[BEGIN Entries shown]

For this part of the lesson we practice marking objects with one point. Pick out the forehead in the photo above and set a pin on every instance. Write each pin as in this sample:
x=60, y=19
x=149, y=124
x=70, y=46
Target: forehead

[END Entries shown]

■ What the exercise asks ■
Rename "pin" to "marker" everywhere in the items above, and give them again with nothing else altered.

■ Reply ■
For this part of the lesson we practice marking objects with one point. Pick out the forehead in the photo above and set a marker on every instance. Write each marker as in this sample:
x=60, y=19
x=149, y=124
x=70, y=46
Target: forehead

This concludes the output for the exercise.